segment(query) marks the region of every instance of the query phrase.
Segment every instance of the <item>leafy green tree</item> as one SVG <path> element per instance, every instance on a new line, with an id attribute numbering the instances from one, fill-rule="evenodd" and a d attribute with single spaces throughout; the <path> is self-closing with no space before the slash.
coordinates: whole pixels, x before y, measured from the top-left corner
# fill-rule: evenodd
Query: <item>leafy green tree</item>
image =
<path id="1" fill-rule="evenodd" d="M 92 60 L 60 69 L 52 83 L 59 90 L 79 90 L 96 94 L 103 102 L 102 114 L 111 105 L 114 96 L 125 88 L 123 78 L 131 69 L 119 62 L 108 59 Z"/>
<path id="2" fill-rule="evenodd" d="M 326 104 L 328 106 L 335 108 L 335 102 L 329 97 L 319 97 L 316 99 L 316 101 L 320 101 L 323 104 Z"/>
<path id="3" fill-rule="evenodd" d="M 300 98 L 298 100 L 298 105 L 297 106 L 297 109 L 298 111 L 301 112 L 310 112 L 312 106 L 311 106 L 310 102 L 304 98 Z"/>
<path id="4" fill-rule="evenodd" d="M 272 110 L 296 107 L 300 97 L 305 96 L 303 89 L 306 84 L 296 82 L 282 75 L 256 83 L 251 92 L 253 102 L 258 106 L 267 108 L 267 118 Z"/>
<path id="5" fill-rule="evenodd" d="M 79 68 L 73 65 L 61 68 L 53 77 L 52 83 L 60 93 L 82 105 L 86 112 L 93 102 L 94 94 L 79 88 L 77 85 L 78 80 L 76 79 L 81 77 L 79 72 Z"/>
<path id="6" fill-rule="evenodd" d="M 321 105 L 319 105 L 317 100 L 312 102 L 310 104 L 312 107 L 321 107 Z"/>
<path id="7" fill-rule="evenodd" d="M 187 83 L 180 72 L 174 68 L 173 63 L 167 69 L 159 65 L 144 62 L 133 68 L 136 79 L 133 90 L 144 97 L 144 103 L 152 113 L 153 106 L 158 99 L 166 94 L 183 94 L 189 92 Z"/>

○ ○ ○

*PROBLEM*. Return every line of the listing above verbatim, in the original order.

*TASK SOLUTION*.
segment(query) marks the region of every instance of the query phrase.
Segment every instance of the <item>leafy green tree</item> as one SVG <path> element per instance, every instance on a new line, with an id attribute numbering the instances from one, fill-rule="evenodd" and a d attribute with single spaces throughout; the <path> is self-closing with no space before the slash.
coordinates: whole pixels, x before y, measured from the top-left corner
# fill-rule: evenodd
Query: <item>leafy green tree</item>
image =
<path id="1" fill-rule="evenodd" d="M 92 60 L 60 69 L 52 83 L 59 90 L 79 90 L 96 94 L 103 102 L 102 114 L 111 105 L 114 96 L 125 88 L 123 78 L 131 69 L 119 62 L 108 59 Z"/>
<path id="2" fill-rule="evenodd" d="M 326 104 L 328 106 L 335 108 L 335 102 L 329 97 L 319 97 L 316 99 L 316 101 L 320 101 L 323 104 Z"/>
<path id="3" fill-rule="evenodd" d="M 300 98 L 298 100 L 298 105 L 297 106 L 297 109 L 298 111 L 301 112 L 310 112 L 312 106 L 311 106 L 310 102 L 304 98 Z"/>
<path id="4" fill-rule="evenodd" d="M 272 110 L 296 107 L 300 97 L 305 96 L 303 89 L 306 84 L 296 82 L 282 75 L 256 83 L 251 92 L 253 102 L 258 106 L 267 108 L 267 118 Z"/>
<path id="5" fill-rule="evenodd" d="M 79 68 L 73 65 L 61 68 L 53 77 L 52 83 L 60 93 L 82 105 L 86 112 L 93 102 L 94 94 L 79 88 L 77 85 L 78 80 L 76 79 L 81 77 L 79 72 Z"/>
<path id="6" fill-rule="evenodd" d="M 321 105 L 319 105 L 317 100 L 312 102 L 310 104 L 312 107 L 321 107 Z"/>
<path id="7" fill-rule="evenodd" d="M 187 83 L 180 72 L 174 68 L 173 63 L 167 69 L 159 65 L 144 62 L 133 68 L 136 79 L 133 90 L 144 97 L 144 103 L 152 113 L 153 106 L 158 99 L 166 94 L 183 94 L 189 92 Z"/>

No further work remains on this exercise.